== Dokumen ==

Luas wilayah Kota Purwokerto adalah 3.585,34 ha, terdiri dari tanah
sawah kering, perkebunan negara/ swasta/ perorangan dan lain-lain
termasuk sungai, jalan dan kuburan.
Wilayah kota Purwokerto saat ini terdiri atas 28 kelurahan yang terbagi
dalam 4 wilayah kecamatan. Kecamatan Purwokerto Utara terdiri atas 7
kelurahan, kecamatan Purwokerto Selatan ada 7 kelurahan, kecamatan
Purwokerto Barat ada 7 kelurahan juga dan kecamatan Purwokerto Timar
juga ada 7 kelurahan.
Sedangkan batas wilayah kota Purwokerto yaitu; sebelah barat berbatasan
dengan Kecamatan Karang Lewas, sebelah utara dengan Kecamatan Sumbang
dan Kecamatan Baturraden, sebelah timur berbatasan dengan Kecamatan
Sumbang dan Kecamatan Sokaraja dan sebelah selatan berbatasan dengan
Kecamatan Patikraja dan Kecamatan Sokaraja.
Wilayah kota Purwokerto terletak di bagian selatan Propinsi Jawa Tengah,
terdiri atas 4 kecamatan dan 28 kelurahan berpenduduk sekitar 208.160
jiwa. Adanya jalur regional yang menghubungkan kota-kota di Jawa Barat,
Jawa Tengah dan Jawa Timur yang melalui Kota Purwokerto yang menyebabkan
kota ini menjadi pusat simpul jalur transportasi dan distribusi.
Sedangkan menurut sistem perkotaan di Jawa Tengah, peranan dan fungsi
kota Purwokerto adalah sebagai pusat utama wilayah pembangunan poros
Cilacap.
Berdasarkan letak geografis, wilayah kota Purwokerto dibagi dalam tiga kawasan, yaitu :
Lingkungan rural (daerah pedesaan atau pinggiran) yang meliputi sebagian Kecamatan Purwokerto Utara dan Purwokerto Selatan.

===

● Tugas:
Buat ringkasan dua kalimat dari dokumen tentang Kota Purwokerto di atas.

== Data Tersedia ==

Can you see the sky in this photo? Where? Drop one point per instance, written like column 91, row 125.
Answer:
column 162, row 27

===

● Jawaban Lengkap:
Kota Purwokerto memiliki luas wilayah 3.585,34 ha dan terdiri atas 28 kelurahan yang terbagi dalam 4 kecamatan, masing-masing dengan 7 kelurahan, serta berpenduduk sekitar 208.160 jiwa. Jalur regional yang menghubungkan kota-kota di Jawa Barat, Jawa Tengah, dan Jawa Timur melalui Purwokerto menjadikan kota ini pusat simpul jalur transportasi dan distribusi, sedangkan dalam sistem perkotaan Jawa Tengah kota ini berfungsi sebagai pusat utama wilayah pembangunan poros Cilacap.